Problem requirements:
Below are records. Transcribe exactly the lines from the one that contains "Thank you for the photo. Please point out the girl in" through the last line, leaving any pictures out.
[START Supplied entries]
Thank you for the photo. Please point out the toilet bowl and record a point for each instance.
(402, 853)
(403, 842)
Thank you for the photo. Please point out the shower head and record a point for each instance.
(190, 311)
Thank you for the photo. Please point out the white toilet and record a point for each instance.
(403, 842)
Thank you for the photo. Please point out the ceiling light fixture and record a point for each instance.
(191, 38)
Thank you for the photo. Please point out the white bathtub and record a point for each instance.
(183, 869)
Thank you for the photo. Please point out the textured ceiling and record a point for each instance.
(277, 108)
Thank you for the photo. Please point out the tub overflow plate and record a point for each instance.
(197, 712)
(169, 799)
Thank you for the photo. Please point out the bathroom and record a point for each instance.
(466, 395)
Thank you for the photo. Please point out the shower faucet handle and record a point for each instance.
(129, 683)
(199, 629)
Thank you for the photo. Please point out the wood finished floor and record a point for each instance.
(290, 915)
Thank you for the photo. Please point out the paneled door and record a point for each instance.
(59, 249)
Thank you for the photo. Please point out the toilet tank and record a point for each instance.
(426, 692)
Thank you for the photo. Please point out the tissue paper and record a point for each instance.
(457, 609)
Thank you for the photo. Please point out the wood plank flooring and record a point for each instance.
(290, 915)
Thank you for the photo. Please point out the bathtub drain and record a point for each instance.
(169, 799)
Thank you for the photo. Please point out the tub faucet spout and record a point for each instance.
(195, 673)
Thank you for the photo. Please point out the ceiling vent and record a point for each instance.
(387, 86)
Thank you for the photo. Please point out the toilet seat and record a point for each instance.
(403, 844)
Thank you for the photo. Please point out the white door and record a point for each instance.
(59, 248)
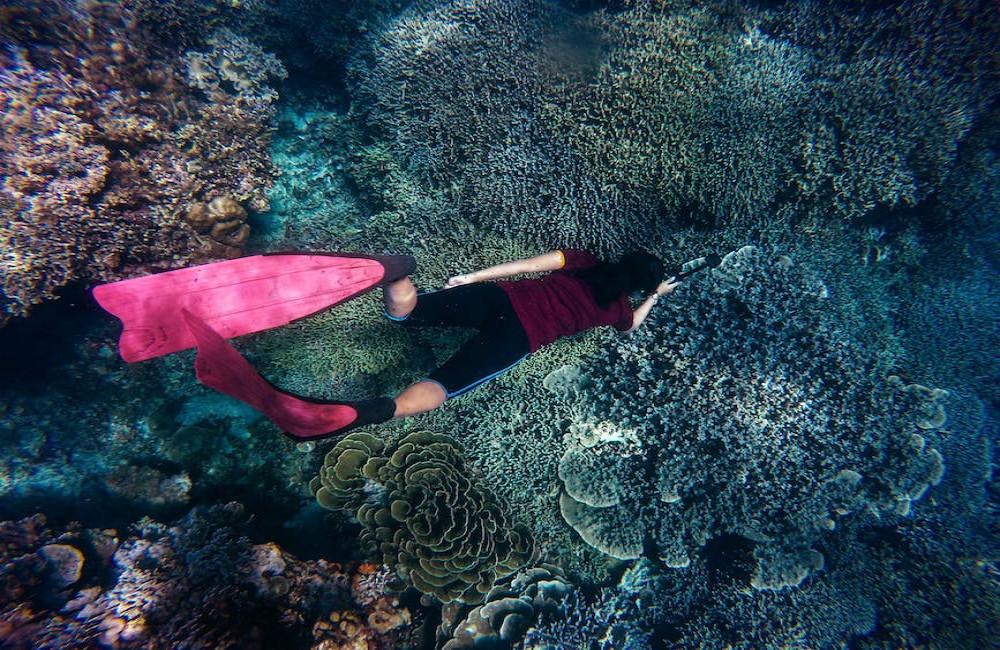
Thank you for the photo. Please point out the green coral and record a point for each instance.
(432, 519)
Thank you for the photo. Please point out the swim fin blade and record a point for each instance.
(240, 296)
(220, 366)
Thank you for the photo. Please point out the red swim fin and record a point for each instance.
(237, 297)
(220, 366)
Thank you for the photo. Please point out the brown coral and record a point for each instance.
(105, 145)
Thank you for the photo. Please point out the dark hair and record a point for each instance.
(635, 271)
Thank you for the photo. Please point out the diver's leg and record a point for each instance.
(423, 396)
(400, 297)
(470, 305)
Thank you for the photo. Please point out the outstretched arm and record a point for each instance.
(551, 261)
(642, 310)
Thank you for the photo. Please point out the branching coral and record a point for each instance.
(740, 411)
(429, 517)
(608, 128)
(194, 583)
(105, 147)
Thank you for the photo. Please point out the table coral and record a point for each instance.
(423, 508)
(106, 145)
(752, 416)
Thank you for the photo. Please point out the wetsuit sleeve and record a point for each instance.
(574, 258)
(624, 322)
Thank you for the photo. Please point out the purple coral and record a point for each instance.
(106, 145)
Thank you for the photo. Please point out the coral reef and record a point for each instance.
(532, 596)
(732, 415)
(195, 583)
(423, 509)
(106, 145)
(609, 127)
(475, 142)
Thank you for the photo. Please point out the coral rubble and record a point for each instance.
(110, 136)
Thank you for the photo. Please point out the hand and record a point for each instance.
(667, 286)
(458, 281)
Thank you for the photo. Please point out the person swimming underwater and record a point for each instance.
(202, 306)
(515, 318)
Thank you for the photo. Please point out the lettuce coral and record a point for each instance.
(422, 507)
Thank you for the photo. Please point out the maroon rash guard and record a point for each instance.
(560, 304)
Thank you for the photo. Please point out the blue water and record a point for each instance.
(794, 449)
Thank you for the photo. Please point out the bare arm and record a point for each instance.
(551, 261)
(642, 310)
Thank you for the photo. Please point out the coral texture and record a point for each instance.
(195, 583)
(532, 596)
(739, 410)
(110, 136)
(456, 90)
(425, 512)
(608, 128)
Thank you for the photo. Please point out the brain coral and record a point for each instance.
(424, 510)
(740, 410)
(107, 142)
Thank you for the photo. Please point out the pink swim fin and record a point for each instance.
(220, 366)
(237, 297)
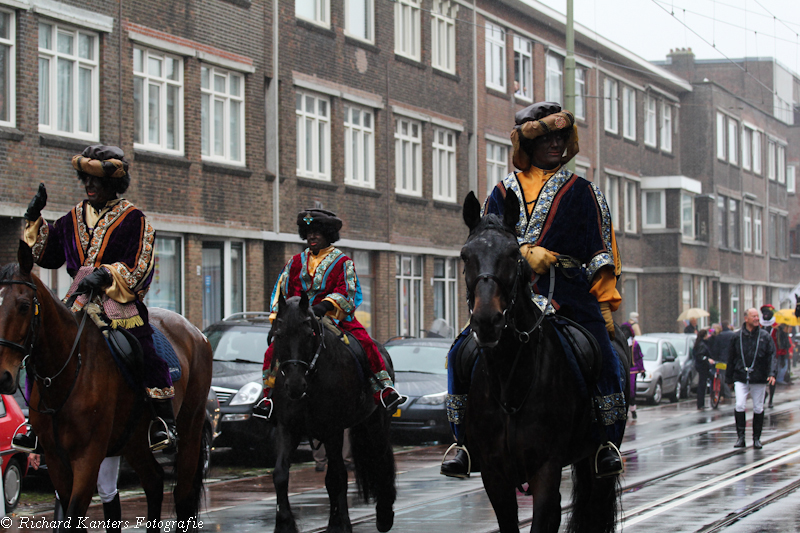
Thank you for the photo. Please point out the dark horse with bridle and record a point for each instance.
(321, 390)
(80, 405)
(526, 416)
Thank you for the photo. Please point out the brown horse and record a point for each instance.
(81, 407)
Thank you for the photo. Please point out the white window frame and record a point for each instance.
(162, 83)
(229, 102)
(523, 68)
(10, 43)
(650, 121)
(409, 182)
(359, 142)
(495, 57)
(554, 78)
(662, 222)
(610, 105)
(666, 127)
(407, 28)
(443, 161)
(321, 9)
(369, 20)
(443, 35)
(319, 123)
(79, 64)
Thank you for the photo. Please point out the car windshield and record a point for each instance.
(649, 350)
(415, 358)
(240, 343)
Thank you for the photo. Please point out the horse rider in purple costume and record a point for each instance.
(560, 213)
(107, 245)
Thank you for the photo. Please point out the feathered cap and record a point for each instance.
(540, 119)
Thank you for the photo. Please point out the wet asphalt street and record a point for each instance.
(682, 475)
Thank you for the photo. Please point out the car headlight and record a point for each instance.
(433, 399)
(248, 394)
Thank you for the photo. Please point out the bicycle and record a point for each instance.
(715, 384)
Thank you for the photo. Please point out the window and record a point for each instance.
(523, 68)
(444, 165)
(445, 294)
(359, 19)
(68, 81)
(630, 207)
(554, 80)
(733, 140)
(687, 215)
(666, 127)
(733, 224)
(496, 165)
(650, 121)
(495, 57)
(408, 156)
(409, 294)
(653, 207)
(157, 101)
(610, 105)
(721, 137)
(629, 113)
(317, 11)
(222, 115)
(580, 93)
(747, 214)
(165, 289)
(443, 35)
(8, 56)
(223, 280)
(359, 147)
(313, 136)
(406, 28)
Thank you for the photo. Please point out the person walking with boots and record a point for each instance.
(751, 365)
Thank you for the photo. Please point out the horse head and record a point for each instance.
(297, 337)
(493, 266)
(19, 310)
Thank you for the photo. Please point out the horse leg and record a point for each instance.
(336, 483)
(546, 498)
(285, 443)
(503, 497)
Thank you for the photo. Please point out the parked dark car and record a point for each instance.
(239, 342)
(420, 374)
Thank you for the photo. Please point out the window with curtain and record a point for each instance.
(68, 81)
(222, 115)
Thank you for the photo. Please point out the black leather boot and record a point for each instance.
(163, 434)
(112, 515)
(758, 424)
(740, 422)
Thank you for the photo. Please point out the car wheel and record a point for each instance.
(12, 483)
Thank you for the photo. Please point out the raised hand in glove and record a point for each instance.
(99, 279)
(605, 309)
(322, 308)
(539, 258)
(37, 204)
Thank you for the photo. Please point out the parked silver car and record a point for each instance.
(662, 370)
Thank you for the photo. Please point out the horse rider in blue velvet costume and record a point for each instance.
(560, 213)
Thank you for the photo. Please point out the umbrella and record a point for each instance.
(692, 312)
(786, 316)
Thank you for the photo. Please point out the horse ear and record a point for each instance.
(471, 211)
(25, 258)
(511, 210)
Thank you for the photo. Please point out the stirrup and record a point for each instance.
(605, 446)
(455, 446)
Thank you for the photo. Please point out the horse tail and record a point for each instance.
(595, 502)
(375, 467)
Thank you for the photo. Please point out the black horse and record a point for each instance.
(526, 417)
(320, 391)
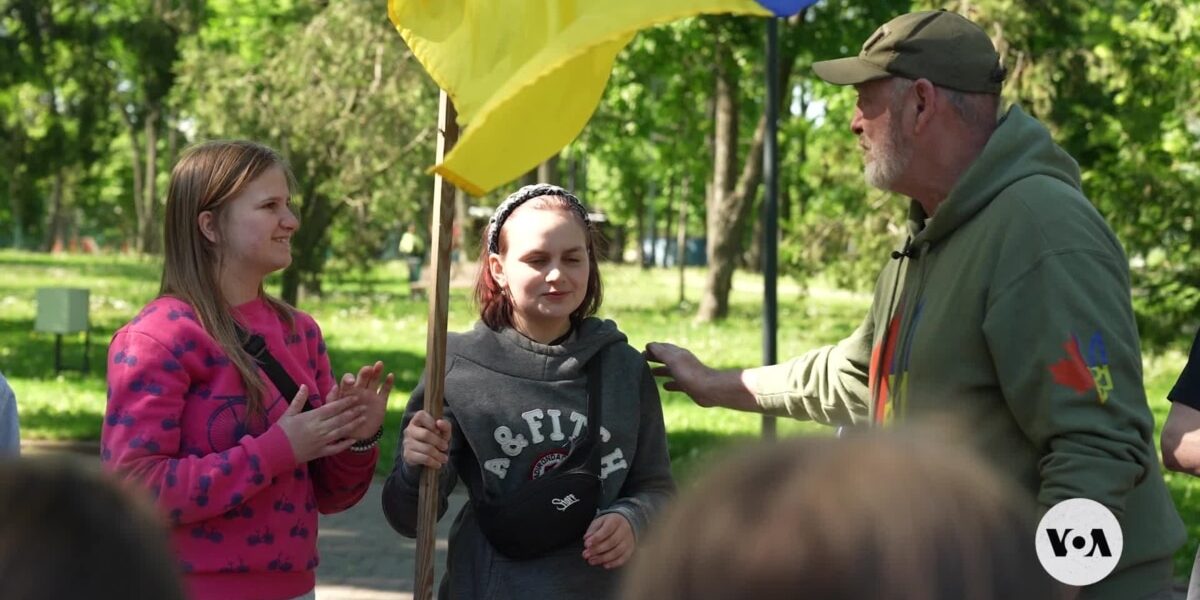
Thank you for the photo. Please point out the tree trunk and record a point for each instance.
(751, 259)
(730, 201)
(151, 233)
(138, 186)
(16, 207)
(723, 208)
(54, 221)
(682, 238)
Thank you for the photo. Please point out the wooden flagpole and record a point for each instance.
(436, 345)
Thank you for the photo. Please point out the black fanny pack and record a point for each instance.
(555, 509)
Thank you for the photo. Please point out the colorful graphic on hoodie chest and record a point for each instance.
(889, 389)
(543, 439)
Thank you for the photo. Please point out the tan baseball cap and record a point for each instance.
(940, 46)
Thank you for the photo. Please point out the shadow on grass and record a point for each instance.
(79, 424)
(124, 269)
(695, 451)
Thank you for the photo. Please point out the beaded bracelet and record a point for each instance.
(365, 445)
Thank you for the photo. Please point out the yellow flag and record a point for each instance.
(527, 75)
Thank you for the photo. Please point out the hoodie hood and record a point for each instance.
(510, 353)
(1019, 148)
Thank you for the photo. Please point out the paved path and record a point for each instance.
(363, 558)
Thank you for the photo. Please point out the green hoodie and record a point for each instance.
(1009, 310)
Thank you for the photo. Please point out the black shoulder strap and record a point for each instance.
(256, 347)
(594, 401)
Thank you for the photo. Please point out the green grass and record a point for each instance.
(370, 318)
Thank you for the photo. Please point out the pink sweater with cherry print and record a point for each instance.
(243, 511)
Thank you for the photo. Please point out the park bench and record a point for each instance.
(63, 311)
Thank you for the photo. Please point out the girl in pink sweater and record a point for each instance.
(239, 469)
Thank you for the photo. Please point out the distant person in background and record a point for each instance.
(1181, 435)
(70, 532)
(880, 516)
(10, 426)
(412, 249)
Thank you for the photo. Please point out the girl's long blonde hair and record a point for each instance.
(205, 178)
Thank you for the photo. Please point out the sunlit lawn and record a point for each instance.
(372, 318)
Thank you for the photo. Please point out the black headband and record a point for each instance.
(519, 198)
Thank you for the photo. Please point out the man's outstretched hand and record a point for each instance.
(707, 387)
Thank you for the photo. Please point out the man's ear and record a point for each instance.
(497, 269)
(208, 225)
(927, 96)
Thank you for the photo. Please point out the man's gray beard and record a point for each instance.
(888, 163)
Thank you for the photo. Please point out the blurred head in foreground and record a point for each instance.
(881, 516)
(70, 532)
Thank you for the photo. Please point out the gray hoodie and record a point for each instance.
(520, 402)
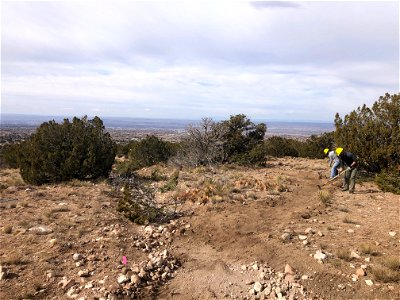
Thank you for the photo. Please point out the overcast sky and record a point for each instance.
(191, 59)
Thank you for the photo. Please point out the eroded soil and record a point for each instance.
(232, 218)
[END Supplied entries]
Full response:
Thank you for the photo. Please point out the girl in pink sweater and record a point for each instance.
(239, 469)
Thank you for the photo. Please point out the distant person in background and record a point for each instance.
(1181, 435)
(70, 532)
(880, 516)
(10, 426)
(412, 249)
Thank you for the photo. Please point out the girl's long blonde hair and record a point for each instance.
(205, 178)
Thank you for the photo. Please point out the sunlit lawn and record a point for each instance.
(372, 318)
Thank you for the photo. Please point out the black headband and record a point for each instance.
(519, 198)
Thank you for the photo. Please point out the man's outstretched hand and record a point for each instance.
(707, 387)
Thank you for the photo. Please point out the man's ear and record a point for each instance.
(497, 269)
(208, 225)
(927, 96)
Thank you for the photo. Please point out the man's gray beard and record a point for each instance.
(888, 163)
Thank you for the photo. Please point out the blurred head in foreground and record a point for each instance.
(881, 516)
(70, 532)
Thank you for the photo. Please point out the gray hoodie and record a point for each instance.
(520, 402)
Thank you for the photo. Please point out the overcast sky and record a point for each instance.
(191, 59)
Thank you for the photo. Please point out the eroded soil and record a point for each instance.
(232, 218)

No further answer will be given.